Count the lines in the listing that contain the word "hand", and give only the number.
· · · · · · ·
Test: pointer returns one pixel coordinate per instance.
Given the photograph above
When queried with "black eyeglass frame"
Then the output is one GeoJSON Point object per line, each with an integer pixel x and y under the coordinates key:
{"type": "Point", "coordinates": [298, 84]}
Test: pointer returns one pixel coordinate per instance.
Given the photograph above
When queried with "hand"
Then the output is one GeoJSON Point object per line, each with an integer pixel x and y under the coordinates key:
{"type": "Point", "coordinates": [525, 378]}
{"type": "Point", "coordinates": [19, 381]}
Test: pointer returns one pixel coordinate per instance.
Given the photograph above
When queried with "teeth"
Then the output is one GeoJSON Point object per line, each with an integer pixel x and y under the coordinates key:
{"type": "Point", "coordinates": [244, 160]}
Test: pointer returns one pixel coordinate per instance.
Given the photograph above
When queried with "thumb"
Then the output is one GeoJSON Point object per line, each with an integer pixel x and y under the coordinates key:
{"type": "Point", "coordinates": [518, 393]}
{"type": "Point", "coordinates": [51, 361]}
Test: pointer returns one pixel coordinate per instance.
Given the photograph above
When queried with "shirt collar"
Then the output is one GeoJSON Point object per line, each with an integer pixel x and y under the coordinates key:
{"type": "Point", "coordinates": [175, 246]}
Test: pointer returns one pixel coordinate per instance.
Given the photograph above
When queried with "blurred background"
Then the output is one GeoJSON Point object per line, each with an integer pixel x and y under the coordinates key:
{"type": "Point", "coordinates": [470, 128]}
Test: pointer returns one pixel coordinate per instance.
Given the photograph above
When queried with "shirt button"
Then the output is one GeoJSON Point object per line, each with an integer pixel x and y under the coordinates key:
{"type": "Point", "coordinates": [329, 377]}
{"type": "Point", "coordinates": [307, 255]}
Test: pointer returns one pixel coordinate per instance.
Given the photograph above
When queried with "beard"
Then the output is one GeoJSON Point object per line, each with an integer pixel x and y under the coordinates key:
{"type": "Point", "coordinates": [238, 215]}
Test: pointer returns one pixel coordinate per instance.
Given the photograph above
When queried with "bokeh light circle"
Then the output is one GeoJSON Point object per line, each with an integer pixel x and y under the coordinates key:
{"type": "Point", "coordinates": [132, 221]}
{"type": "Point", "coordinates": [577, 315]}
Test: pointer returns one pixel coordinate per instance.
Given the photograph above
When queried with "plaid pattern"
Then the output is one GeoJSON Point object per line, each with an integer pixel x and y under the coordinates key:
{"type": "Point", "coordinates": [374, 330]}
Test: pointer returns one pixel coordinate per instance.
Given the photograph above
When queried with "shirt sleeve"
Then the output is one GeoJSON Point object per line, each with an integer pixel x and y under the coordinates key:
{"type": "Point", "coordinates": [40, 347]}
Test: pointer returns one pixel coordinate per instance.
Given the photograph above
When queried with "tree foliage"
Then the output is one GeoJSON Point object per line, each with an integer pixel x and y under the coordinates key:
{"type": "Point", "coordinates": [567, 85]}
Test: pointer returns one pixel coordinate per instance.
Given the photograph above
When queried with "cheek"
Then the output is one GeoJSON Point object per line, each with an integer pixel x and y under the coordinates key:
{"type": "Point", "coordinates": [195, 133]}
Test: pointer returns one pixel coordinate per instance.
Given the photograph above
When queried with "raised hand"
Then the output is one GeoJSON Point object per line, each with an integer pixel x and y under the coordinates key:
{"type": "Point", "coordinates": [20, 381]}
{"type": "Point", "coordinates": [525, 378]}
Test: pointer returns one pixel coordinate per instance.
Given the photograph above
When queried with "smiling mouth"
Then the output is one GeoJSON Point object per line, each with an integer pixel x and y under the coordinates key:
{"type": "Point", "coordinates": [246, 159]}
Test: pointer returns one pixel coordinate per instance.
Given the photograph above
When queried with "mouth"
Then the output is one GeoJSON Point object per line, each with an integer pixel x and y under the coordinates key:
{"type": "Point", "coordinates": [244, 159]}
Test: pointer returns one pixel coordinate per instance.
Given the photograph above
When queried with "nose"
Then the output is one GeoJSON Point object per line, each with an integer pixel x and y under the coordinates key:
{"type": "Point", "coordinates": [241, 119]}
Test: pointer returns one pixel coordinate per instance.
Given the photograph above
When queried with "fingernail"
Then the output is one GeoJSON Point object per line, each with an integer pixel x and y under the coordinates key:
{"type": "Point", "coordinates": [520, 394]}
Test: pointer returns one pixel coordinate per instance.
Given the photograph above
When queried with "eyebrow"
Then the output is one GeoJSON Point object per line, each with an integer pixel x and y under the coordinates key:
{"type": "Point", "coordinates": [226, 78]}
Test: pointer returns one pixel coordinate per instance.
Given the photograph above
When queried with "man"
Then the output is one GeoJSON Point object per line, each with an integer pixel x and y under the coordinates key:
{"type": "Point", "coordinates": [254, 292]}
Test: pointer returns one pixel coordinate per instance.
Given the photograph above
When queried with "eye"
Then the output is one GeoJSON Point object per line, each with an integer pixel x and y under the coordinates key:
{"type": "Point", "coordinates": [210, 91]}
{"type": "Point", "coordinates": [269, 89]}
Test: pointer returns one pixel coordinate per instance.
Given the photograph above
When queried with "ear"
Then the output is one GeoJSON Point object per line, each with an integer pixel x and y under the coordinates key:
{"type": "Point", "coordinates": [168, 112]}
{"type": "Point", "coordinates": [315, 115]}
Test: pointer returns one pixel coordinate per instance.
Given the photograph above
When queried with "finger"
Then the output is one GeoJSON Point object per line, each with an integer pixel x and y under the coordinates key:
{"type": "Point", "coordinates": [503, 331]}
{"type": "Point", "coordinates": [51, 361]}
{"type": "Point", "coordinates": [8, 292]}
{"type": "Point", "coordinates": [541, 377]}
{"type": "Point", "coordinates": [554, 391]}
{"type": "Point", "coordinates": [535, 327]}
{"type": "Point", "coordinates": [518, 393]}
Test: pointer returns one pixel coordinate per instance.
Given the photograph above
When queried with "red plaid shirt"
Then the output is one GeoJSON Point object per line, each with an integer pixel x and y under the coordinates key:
· · · · · · ·
* **ANSWER**
2